### Page text:
◇ ◇ ◇ ◇
Outside there was commotion.  Unsettled residents were sliding open their doors, crossing over to their neighbors, assembling in groups.   There was a mild but growing grumble of discussion floating across the common.

“What’s up?” I asked.

Buzz growled.    He stood about 6’4″ and 260 pounds.  The devil tattoo on his forehead was pulsing.  “Cable’s out.   How about yours?”

“Oh, geez, no, hahah, mine’s fine!” I blurted out.  I hardly had seen the words float across to his pierced cauliflower ears before I realized my blunder.

“Good.  We’re coming over.  Got a bottle opener?”

gyro's helper

A better idea in progress!

“Well, let me just check the kids, first.”  I dove back in to the living room, slammed the door, and literally ripped the cable out of the television.  Unscrewing the wall plate, I pulled the piece out, and ran to the basement.   Minutes later, I had re-connected the wire.

Running back up to the patio, I found Buzz gathering his restive and frustrated friends heading in to our living room.

Out of breath, I put on my most disappointed face, “Geez.  Whaddyaknow..our cable is out too.  Crap. Shucks.  ‘Can’t get the game!”   I kicked the lawn chair for emphasis.
◇ ◇ ◇ ◇
### Problems to work on:
- 1) How tall is Buzz in the cable outage story?
- 2) Please carry on the cable outage story from its final sentence.
The data that comes next has no connection to the cable outage story.

### Provided data:
◇ ◇ ◇ ◇
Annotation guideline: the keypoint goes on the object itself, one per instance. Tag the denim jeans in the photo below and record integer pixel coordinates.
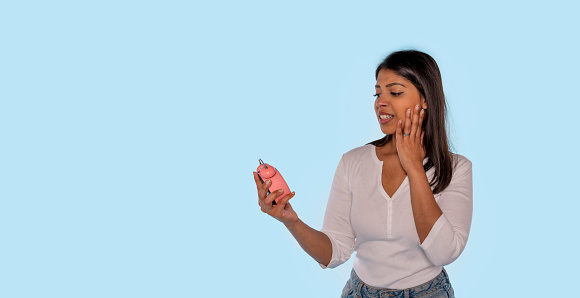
◇ ◇ ◇ ◇
### Answers for this exercise:
- 1) About 6'4″.

- 2)
In the next moment, another hockey fan grunted across the common: “Cable’s back on. What the…”

Buzz retreated with his entourage, shuffling back onto his patio, tearing  off a prolonged belch as he slid open his living room door.

We retreated to ours as well.  The TV screen was an oatmeal grey with Hawkeye swimming through it.   I turned it off.  Out on the patio, the sound of distant cheers.

Mean time, we clicked on the radio, Inspector Maigret, surveying a footprint in the garden.  We leaned in closer to hear.

 

 

Thanks for reading!  It wasn’t for a couple more months before I learned that cable was free: it was in the rent.  Canada won the series. Go Hawks!